INPUT DATA
************

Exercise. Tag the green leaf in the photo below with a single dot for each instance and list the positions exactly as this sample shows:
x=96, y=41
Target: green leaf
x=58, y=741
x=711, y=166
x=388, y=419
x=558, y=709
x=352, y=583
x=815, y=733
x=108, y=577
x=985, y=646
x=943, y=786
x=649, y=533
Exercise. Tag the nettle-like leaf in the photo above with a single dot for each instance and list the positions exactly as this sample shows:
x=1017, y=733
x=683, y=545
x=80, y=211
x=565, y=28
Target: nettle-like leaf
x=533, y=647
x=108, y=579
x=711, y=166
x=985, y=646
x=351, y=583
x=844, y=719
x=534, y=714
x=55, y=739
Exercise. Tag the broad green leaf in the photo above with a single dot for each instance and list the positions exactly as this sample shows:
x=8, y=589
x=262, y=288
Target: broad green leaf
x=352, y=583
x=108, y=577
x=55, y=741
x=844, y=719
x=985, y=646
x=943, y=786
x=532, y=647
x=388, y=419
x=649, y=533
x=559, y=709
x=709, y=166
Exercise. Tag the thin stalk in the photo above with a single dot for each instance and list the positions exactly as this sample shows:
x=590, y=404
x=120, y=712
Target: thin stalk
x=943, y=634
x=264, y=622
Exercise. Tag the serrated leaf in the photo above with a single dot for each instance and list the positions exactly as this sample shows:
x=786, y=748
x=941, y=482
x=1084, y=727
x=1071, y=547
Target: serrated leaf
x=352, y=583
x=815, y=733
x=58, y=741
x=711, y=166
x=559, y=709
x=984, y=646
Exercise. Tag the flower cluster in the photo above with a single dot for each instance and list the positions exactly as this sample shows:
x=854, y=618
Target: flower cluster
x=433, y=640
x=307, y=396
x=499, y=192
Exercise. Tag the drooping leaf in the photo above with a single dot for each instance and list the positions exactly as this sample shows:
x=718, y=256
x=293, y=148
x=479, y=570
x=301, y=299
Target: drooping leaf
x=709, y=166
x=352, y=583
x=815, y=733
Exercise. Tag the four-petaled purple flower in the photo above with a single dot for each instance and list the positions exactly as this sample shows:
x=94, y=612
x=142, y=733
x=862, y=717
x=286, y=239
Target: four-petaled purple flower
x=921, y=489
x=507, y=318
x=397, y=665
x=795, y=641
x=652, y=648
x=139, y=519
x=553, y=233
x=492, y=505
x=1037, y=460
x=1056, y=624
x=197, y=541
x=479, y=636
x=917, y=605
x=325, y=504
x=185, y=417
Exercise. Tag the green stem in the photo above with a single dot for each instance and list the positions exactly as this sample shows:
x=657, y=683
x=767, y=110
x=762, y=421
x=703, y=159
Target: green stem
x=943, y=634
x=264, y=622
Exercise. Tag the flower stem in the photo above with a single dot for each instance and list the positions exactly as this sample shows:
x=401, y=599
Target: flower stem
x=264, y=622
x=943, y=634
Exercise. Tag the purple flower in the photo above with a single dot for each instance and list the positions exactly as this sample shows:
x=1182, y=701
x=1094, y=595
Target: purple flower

************

WHAT THE EXERCISE ASKS
Quote the listing above word for word, starting at the line that contains "Exercise. Tag the purple" and ending with the listing's final line.

SOLUTION FOR THIS EXERCISE
Exercise. Tag the purple flower in the photo above with a single dot for each instance and list the positions exactly as this sample shows:
x=1182, y=701
x=1094, y=595
Target: purple flower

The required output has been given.